Read the material below and count the lines holding the string "golden". Give that count with nothing added.

:: Dataset content

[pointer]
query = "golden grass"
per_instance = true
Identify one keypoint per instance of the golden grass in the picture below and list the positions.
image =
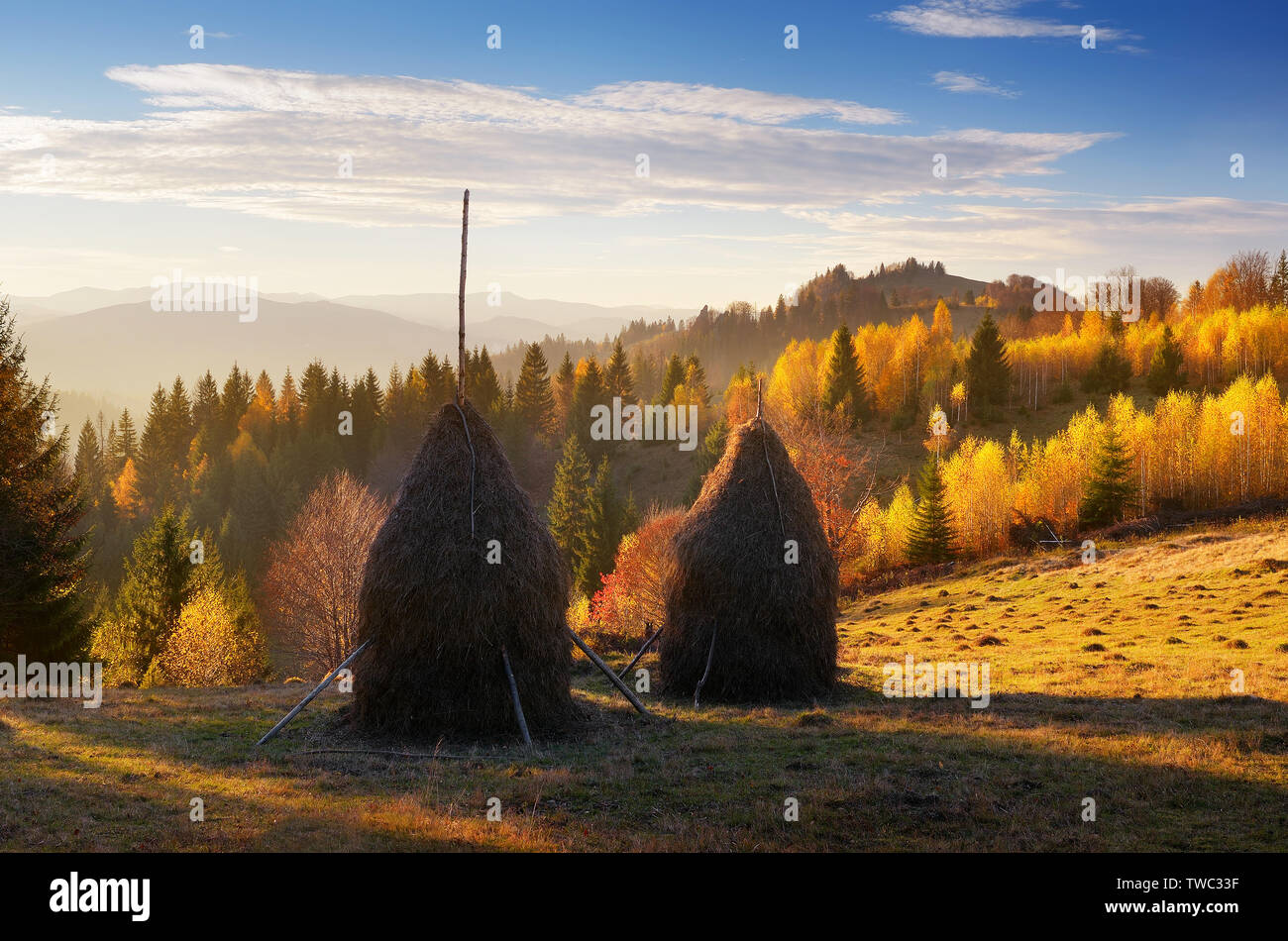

::::

§ **Exercise solution**:
2